=== Source records ===

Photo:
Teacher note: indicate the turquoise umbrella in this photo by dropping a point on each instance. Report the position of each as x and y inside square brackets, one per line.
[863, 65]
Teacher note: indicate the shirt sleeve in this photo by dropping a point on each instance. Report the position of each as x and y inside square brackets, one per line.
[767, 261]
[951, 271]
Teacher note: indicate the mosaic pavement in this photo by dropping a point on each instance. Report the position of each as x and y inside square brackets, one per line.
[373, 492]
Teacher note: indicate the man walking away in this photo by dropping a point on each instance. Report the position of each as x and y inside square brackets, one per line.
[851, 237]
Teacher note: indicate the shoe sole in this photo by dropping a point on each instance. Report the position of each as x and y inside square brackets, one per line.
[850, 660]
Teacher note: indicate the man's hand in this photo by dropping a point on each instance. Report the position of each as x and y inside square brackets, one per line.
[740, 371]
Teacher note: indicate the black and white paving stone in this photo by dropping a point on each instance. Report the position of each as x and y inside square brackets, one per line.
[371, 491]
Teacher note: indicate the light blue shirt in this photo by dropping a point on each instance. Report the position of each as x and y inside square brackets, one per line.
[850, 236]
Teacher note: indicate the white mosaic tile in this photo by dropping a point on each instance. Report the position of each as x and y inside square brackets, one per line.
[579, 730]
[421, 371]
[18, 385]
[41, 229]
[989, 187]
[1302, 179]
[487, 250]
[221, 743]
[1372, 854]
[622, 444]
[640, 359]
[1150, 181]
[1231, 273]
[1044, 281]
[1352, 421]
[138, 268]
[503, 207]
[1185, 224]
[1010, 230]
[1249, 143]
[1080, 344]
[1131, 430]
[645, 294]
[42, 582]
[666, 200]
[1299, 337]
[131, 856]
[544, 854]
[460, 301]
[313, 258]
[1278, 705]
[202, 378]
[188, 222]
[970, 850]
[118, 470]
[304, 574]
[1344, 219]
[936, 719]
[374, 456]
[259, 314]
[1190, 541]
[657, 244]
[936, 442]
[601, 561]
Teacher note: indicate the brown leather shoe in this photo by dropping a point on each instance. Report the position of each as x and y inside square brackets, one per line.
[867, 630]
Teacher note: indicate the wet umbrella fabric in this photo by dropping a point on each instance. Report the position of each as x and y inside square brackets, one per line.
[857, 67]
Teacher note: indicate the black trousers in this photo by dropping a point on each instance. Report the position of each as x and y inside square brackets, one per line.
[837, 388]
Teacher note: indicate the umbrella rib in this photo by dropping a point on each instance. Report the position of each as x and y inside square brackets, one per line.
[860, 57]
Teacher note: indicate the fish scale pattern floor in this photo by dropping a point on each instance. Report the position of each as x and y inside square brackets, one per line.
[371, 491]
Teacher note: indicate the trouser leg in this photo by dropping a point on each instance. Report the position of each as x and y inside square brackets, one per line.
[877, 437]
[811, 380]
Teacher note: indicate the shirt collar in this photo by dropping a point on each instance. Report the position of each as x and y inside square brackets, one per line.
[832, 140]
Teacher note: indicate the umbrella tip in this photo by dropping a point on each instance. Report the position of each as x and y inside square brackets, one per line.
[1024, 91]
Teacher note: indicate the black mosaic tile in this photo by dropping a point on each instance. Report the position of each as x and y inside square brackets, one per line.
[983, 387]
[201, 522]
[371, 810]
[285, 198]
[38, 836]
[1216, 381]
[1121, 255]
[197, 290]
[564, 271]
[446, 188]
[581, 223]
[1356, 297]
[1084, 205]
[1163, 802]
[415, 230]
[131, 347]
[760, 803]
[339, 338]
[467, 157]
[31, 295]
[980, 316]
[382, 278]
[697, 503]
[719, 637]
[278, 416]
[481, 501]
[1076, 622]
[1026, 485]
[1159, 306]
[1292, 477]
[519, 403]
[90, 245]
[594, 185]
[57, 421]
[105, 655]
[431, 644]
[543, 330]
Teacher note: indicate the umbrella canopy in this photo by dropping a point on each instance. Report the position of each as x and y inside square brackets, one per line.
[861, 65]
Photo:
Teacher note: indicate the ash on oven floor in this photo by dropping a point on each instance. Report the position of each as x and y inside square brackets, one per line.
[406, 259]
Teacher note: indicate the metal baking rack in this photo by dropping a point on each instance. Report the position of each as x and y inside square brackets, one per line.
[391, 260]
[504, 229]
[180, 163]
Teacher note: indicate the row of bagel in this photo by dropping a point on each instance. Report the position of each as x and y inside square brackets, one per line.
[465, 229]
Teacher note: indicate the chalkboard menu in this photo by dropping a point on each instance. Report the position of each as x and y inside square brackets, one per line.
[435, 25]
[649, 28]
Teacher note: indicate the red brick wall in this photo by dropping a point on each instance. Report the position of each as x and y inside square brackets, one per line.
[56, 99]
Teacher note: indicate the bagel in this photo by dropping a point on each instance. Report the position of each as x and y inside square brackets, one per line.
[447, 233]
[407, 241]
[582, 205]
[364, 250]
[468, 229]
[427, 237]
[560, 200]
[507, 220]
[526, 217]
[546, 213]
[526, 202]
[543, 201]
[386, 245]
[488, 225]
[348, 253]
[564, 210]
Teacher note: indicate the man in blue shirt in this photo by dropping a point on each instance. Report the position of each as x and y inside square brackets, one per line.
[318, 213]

===

§ **Required task**
Can you copy out everything from the line containing "Teacher note: indicate the red" down to the end of the records, including that first line and each line after it, without changing a character?

§ **Solution for this exercise**
Teacher note: indicate the red brick wall in this photo by dropping a point on each instance. Report the position of each as x and y inside square brackets, one per line.
[56, 99]
Teacher note: indicate the bagel in this photo by dropping a point on each instance. Report the position of each as x and y inside square brackets, one per line.
[447, 233]
[407, 241]
[582, 205]
[364, 250]
[468, 229]
[427, 237]
[560, 200]
[507, 220]
[526, 217]
[546, 213]
[526, 202]
[543, 201]
[386, 245]
[488, 225]
[348, 253]
[564, 210]
Teacher note: indicate the man in blue shirt in this photo by dropping a point on each instance. Report the position of each as x and y inside square brackets, one per line.
[318, 213]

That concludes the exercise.